LISTED ENTRIES >>
────

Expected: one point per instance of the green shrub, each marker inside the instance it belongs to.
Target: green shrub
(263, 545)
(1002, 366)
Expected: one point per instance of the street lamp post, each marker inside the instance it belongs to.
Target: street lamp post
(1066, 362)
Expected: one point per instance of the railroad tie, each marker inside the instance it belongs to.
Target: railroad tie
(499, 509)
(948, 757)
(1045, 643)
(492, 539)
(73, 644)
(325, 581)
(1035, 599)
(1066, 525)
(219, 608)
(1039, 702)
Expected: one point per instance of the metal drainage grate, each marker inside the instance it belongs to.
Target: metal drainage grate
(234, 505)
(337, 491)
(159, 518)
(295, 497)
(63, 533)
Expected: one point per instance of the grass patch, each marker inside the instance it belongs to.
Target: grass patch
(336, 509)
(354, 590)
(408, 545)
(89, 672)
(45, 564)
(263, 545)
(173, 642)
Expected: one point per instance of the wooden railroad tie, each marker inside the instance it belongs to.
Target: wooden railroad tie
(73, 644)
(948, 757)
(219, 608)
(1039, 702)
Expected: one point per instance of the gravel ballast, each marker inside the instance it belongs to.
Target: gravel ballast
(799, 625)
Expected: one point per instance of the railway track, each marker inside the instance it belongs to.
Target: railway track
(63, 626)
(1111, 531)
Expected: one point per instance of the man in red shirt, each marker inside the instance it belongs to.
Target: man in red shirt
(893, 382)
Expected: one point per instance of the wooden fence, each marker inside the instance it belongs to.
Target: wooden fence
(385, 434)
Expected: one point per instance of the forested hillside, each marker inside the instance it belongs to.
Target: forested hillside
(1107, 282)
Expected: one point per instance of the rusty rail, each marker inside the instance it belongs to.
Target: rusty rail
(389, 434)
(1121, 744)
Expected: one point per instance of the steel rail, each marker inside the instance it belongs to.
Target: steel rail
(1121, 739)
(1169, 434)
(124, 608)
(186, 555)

────

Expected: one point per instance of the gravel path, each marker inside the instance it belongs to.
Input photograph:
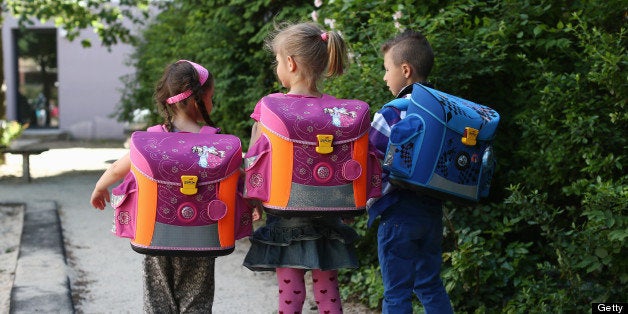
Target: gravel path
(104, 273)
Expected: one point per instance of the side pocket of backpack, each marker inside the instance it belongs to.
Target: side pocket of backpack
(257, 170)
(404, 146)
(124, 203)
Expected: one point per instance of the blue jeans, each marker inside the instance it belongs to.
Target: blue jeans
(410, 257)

────

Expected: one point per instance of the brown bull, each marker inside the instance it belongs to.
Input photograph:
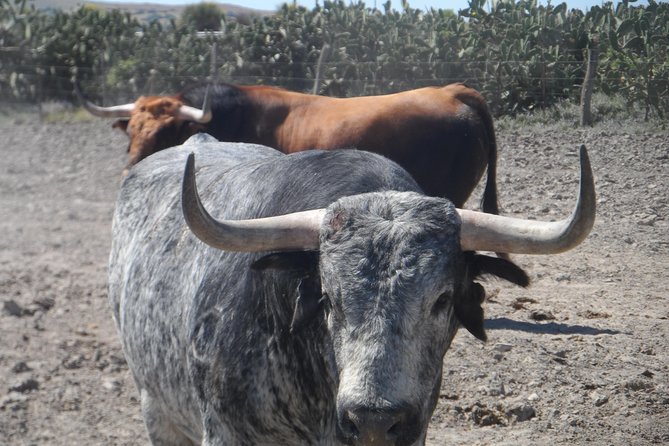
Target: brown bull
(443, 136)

────

ACTIVITY >>
Write down exactly the span of lines above from the one containing "Expected: one point per instance of the green" to the one containing "Expected: one point per instance of the street", both ends included.

RESULT >>
Expected: one point per instance of the green shrub, each marker inside the instance it belongs to.
Target: green shrub
(263, 545)
(1002, 366)
Expected: one point per instance of the street lamp post, each marker inside the instance it belongs to.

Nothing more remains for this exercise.